**Exercise directions:** Please copy each line of the listing below precisely, excluding the images.

**Supplied data:**
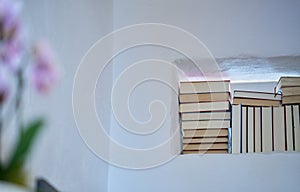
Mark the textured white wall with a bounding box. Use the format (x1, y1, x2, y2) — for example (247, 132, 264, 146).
(109, 153, 300, 192)
(113, 0, 300, 58)
(21, 0, 113, 191)
(109, 1, 300, 192)
(17, 0, 300, 191)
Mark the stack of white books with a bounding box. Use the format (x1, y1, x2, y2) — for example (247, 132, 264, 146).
(179, 80, 231, 154)
(275, 76, 300, 105)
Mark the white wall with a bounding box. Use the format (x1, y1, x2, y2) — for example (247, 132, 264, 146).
(21, 0, 113, 191)
(113, 0, 300, 58)
(109, 1, 300, 192)
(16, 0, 300, 191)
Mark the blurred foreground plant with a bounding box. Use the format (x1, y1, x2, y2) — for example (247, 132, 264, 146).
(0, 0, 59, 186)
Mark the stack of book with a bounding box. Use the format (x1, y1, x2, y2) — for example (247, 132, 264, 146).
(233, 90, 281, 107)
(232, 105, 300, 153)
(232, 82, 300, 153)
(275, 76, 300, 105)
(232, 90, 287, 153)
(179, 80, 231, 154)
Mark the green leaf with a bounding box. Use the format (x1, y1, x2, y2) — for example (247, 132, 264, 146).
(4, 118, 44, 180)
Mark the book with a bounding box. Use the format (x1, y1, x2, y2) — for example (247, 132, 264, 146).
(181, 120, 230, 130)
(262, 107, 272, 152)
(183, 137, 228, 144)
(292, 105, 300, 151)
(241, 107, 247, 153)
(281, 87, 300, 96)
(282, 95, 300, 105)
(180, 101, 230, 113)
(181, 111, 231, 121)
(184, 129, 228, 138)
(233, 98, 280, 107)
(275, 76, 300, 93)
(183, 143, 228, 150)
(182, 149, 228, 154)
(234, 90, 281, 101)
(248, 107, 254, 153)
(180, 80, 230, 94)
(231, 105, 241, 154)
(273, 107, 285, 151)
(285, 105, 294, 151)
(179, 92, 230, 103)
(254, 107, 262, 152)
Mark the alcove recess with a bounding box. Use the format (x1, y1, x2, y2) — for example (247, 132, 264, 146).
(174, 56, 300, 83)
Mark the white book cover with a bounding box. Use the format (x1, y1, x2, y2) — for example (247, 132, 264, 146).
(234, 90, 281, 101)
(262, 107, 272, 152)
(274, 107, 285, 151)
(181, 111, 231, 121)
(282, 86, 300, 96)
(182, 120, 230, 130)
(242, 107, 247, 153)
(248, 107, 254, 153)
(179, 101, 229, 113)
(183, 129, 228, 138)
(275, 76, 300, 93)
(293, 105, 300, 151)
(254, 107, 262, 152)
(232, 105, 241, 154)
(183, 137, 228, 144)
(183, 143, 228, 150)
(285, 105, 294, 151)
(180, 81, 230, 94)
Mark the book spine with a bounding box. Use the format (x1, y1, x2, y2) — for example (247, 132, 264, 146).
(293, 105, 300, 151)
(231, 105, 241, 154)
(181, 120, 230, 130)
(262, 107, 272, 152)
(242, 106, 247, 153)
(254, 107, 262, 152)
(248, 107, 254, 153)
(273, 107, 285, 151)
(285, 105, 294, 151)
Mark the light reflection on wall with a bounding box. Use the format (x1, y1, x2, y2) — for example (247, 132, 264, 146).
(175, 56, 300, 82)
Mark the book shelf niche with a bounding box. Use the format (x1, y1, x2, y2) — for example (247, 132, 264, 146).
(179, 77, 300, 155)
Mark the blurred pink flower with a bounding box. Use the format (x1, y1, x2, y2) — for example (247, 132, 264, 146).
(0, 0, 23, 71)
(0, 40, 23, 70)
(0, 0, 21, 40)
(31, 40, 59, 94)
(0, 65, 9, 104)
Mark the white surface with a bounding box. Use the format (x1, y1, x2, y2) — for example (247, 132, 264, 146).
(8, 1, 300, 192)
(113, 0, 300, 58)
(109, 153, 300, 192)
(110, 1, 300, 192)
(19, 0, 113, 191)
(0, 181, 29, 192)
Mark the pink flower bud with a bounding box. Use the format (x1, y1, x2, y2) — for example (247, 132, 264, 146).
(31, 40, 59, 94)
(0, 0, 24, 71)
(0, 40, 23, 71)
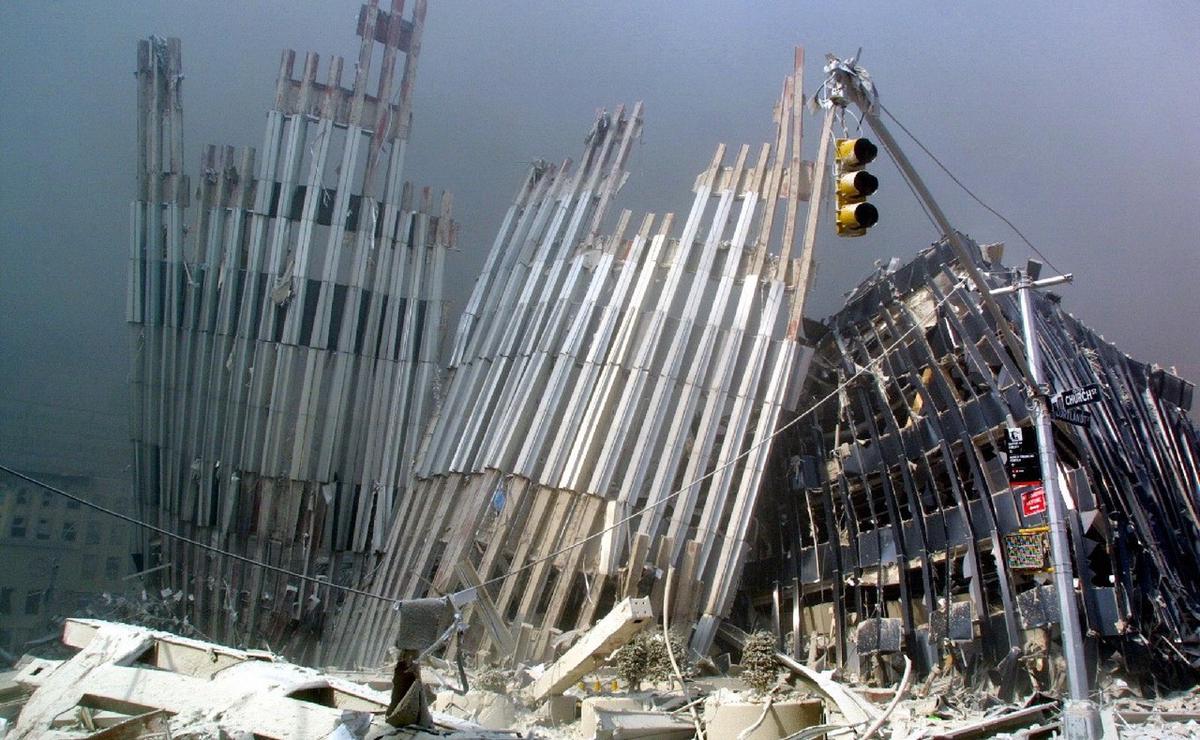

**Solution for this problem:**
Mark the textured white wall with a bounding box. Use the format (x1, y1, x2, y2) — for example (247, 132, 264, 146).
(109, 153, 300, 192)
(113, 0, 300, 58)
(21, 0, 113, 191)
(109, 1, 300, 192)
(17, 0, 300, 191)
Mark the stack of white books with a bounding box. Use the format (x1, y1, x2, y2) — for example (247, 132, 264, 146).
(179, 80, 231, 154)
(275, 76, 300, 105)
Mark the white wall with a bounding box. Use the format (x1, y1, x2, y2) — for example (247, 132, 264, 146).
(21, 0, 113, 191)
(113, 0, 300, 58)
(109, 1, 300, 192)
(16, 0, 300, 191)
Mark the blurred foreground plant with a bounding box. Use the format (x1, y1, x2, y2) — for example (247, 132, 264, 146).
(0, 0, 59, 186)
Mark the stack of book with a bounding box. Use the format (x1, y1, x2, y2) — for example (247, 132, 264, 146).
(233, 90, 281, 107)
(232, 105, 300, 153)
(232, 82, 300, 153)
(275, 76, 300, 105)
(232, 90, 287, 153)
(179, 80, 231, 154)
Mark the green leaf with a bounding box. Use the format (x1, y1, x2, y2) — for example (247, 132, 264, 146).
(4, 118, 44, 180)
Mark the book with a bounding box. Use the format (x1, y1, x2, y2) — for example (247, 132, 264, 146).
(181, 120, 230, 130)
(262, 107, 272, 152)
(183, 137, 228, 144)
(292, 105, 300, 151)
(241, 107, 247, 153)
(281, 87, 300, 96)
(282, 95, 300, 105)
(180, 101, 230, 113)
(181, 111, 231, 121)
(184, 129, 228, 138)
(233, 98, 280, 107)
(275, 76, 300, 93)
(183, 143, 228, 150)
(182, 149, 228, 154)
(234, 90, 281, 101)
(248, 107, 254, 153)
(180, 80, 230, 94)
(231, 105, 241, 154)
(273, 107, 285, 151)
(285, 105, 294, 151)
(179, 92, 230, 103)
(254, 107, 262, 152)
Mark the alcove recess with a bounding box. Use the format (x1, y1, x2, y2) — for example (247, 132, 264, 146).
(174, 56, 300, 83)
Mark the white book cover with a bounding box. Use the format (x1, y1, x2, y2) — for example (247, 132, 264, 146).
(234, 90, 281, 101)
(262, 107, 272, 152)
(274, 107, 285, 151)
(181, 111, 231, 121)
(282, 86, 300, 96)
(182, 120, 230, 130)
(242, 107, 247, 153)
(248, 107, 254, 153)
(179, 101, 229, 113)
(183, 129, 228, 138)
(275, 76, 300, 93)
(293, 105, 300, 151)
(254, 107, 262, 152)
(232, 105, 241, 154)
(183, 137, 228, 144)
(183, 143, 228, 150)
(285, 105, 294, 151)
(180, 81, 230, 94)
Mark the book spine with a bounding box. Use the format (x1, y1, x2, y2) — for example (247, 132, 264, 146).
(293, 105, 300, 151)
(231, 105, 241, 154)
(181, 120, 230, 130)
(262, 107, 272, 152)
(242, 106, 247, 153)
(254, 107, 262, 152)
(248, 107, 254, 153)
(273, 107, 285, 151)
(285, 105, 294, 151)
Mark the light reflection on wall with a bounding box. Use the format (x1, y1, x2, y2) — for example (247, 132, 264, 146).
(175, 56, 300, 82)
Mark the book shelf niche with a bounding box. Use the format (x1, y1, x2, y2) — for example (247, 132, 264, 146).
(179, 77, 300, 155)
Mark the blurred pink flower with a bounding box. Use the format (x1, y1, x2, y2) — for example (247, 132, 264, 146).
(0, 0, 23, 71)
(0, 40, 23, 70)
(0, 0, 21, 40)
(31, 40, 59, 94)
(0, 65, 9, 104)
Mark the white surface with a bounding box. Use the format (x1, y1, x2, y2) — for example (247, 132, 264, 146).
(8, 1, 300, 192)
(113, 0, 300, 58)
(109, 153, 300, 192)
(110, 1, 300, 192)
(19, 0, 113, 191)
(0, 181, 29, 192)
Mark the pink flower bud with a bounding box. Use the format (x1, y1, x2, y2) — for example (247, 132, 264, 146).
(31, 40, 59, 94)
(0, 0, 24, 71)
(0, 40, 23, 71)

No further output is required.